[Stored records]
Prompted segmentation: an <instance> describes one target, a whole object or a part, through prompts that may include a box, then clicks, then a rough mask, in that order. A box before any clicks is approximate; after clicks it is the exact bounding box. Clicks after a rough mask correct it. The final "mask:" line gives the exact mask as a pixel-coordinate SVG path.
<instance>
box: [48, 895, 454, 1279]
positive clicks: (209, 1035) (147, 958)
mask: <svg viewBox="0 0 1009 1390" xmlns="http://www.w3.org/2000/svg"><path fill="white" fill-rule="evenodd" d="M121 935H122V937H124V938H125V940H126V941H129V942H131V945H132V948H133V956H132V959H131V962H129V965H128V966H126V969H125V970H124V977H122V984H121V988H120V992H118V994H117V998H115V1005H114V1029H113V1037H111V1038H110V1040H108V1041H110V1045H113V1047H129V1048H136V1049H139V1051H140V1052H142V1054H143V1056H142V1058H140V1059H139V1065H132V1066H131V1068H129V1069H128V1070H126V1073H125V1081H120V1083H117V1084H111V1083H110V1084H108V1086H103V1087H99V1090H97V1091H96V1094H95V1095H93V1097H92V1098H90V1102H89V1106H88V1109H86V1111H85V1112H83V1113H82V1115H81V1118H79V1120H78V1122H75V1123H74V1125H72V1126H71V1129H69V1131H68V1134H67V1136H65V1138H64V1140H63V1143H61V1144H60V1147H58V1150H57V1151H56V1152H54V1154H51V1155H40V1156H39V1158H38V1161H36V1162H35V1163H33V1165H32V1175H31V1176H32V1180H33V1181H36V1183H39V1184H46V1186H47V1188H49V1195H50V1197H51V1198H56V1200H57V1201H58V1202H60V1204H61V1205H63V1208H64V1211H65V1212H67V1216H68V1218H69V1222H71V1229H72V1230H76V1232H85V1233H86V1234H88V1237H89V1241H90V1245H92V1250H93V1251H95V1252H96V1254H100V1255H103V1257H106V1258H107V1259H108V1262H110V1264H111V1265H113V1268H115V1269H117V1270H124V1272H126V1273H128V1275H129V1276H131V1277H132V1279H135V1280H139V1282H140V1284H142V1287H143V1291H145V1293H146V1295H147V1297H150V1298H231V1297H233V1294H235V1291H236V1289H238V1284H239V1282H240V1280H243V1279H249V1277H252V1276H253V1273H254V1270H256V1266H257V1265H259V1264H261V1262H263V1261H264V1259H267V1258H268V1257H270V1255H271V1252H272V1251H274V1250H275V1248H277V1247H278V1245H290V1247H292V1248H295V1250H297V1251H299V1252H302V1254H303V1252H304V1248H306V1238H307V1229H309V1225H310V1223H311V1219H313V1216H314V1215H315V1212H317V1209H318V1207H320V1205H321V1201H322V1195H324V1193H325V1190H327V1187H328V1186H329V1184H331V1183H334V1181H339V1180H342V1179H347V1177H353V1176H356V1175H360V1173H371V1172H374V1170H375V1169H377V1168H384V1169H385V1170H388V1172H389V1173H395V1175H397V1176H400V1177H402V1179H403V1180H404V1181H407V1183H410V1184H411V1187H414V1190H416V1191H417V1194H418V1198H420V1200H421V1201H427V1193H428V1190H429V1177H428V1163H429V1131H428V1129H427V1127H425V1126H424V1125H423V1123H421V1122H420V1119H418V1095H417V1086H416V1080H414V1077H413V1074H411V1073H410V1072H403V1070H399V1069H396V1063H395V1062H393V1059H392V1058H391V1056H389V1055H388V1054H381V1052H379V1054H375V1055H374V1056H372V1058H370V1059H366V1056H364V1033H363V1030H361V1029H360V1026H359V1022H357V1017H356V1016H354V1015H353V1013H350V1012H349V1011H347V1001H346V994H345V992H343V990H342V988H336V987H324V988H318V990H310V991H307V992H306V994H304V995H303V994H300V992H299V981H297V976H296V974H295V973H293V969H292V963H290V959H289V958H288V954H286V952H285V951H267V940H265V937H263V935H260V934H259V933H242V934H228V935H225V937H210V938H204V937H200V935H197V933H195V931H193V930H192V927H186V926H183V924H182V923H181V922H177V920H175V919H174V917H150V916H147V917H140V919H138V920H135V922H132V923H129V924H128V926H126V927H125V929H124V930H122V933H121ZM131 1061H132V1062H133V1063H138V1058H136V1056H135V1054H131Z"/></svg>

**EXERCISE GOAL**
Write out all the data again, exactly as it appears.

**RESULT**
Prompted segmentation: an <instance> describes one target, a whole object or a part, through prompts that may include a box, then clicks, then a rough mask, in that order. A box before any clicks is approximate; after clicks it is the exact bounding box. Clicks after a rough mask correct it. The final "mask:" line gives the exact mask as a pixel-coordinate SVG path.
<instance>
box: [48, 895, 454, 1279]
positive clicks: (209, 1035) (147, 958)
mask: <svg viewBox="0 0 1009 1390" xmlns="http://www.w3.org/2000/svg"><path fill="white" fill-rule="evenodd" d="M121 935H122V937H124V938H125V940H126V941H129V942H131V945H132V948H133V956H132V959H131V962H129V965H128V966H126V969H125V970H124V977H122V984H121V988H120V992H118V994H117V998H115V1005H114V1029H113V1037H111V1038H110V1040H108V1041H110V1045H113V1047H129V1048H136V1049H139V1051H140V1052H142V1054H143V1056H142V1058H140V1059H139V1065H132V1066H131V1068H129V1069H128V1070H126V1073H125V1081H120V1083H117V1084H111V1083H110V1084H108V1086H103V1087H99V1090H97V1091H96V1094H95V1095H93V1097H92V1098H90V1102H89V1106H88V1109H86V1111H85V1112H83V1113H82V1115H81V1118H79V1120H78V1122H75V1123H74V1125H72V1126H71V1129H69V1131H68V1134H67V1136H65V1138H64V1140H63V1143H61V1144H60V1147H58V1150H57V1151H56V1152H54V1154H51V1155H40V1156H39V1158H38V1161H36V1162H35V1163H33V1165H32V1175H31V1176H32V1180H33V1181H36V1183H39V1184H46V1186H47V1188H49V1195H50V1197H51V1198H56V1200H57V1201H58V1202H60V1204H61V1205H63V1208H64V1211H65V1212H67V1216H68V1218H69V1222H71V1229H72V1230H76V1232H85V1233H86V1234H88V1237H89V1241H90V1245H92V1250H93V1251H95V1252H96V1254H100V1255H103V1257H106V1258H107V1259H108V1262H110V1264H111V1265H113V1268H115V1269H117V1270H124V1272H126V1273H128V1275H129V1276H131V1277H132V1279H135V1280H139V1282H140V1284H142V1287H143V1291H145V1293H146V1295H147V1297H150V1298H231V1297H233V1294H235V1291H236V1289H238V1284H239V1282H240V1280H243V1279H249V1277H252V1276H253V1273H254V1270H256V1266H257V1265H259V1264H261V1262H263V1261H264V1259H267V1258H268V1257H270V1255H271V1252H272V1251H274V1250H275V1248H277V1247H278V1245H290V1247H292V1248H295V1250H297V1251H299V1252H302V1254H303V1252H304V1248H306V1238H307V1229H309V1225H310V1223H311V1219H313V1216H314V1215H315V1212H317V1209H318V1207H320V1205H321V1201H322V1195H324V1193H325V1190H327V1187H328V1186H329V1184H331V1183H334V1181H339V1180H342V1179H347V1177H353V1176H356V1175H360V1173H371V1172H374V1170H375V1169H377V1168H384V1169H385V1170H388V1172H389V1173H395V1175H397V1176H400V1177H402V1179H403V1180H404V1181H407V1183H410V1184H411V1187H414V1190H416V1191H417V1194H418V1198H420V1200H421V1201H427V1193H428V1190H429V1177H428V1163H429V1131H428V1129H427V1127H425V1126H424V1125H423V1123H421V1122H420V1119H418V1095H417V1086H416V1080H414V1077H413V1074H411V1073H410V1072H403V1070H399V1069H396V1063H395V1062H393V1059H392V1058H391V1056H389V1055H388V1054H381V1052H379V1054H375V1055H374V1056H372V1058H370V1059H366V1056H364V1033H363V1030H361V1029H360V1026H359V1022H357V1017H356V1016H354V1015H353V1013H350V1012H349V1011H347V1001H346V994H345V992H343V990H342V988H336V987H324V988H318V990H310V991H307V992H306V994H304V995H303V994H300V992H299V981H297V976H296V974H295V973H293V969H292V963H290V959H289V958H288V954H286V952H285V951H267V940H265V937H263V935H260V934H259V933H242V934H228V935H225V937H210V938H204V937H200V935H197V933H195V931H193V930H192V927H186V926H183V924H182V923H181V922H177V920H175V919H174V917H150V916H147V917H140V919H138V920H135V922H132V923H129V924H128V926H126V927H125V929H124V930H122V933H121ZM131 1061H132V1062H133V1063H138V1058H136V1056H135V1054H131Z"/></svg>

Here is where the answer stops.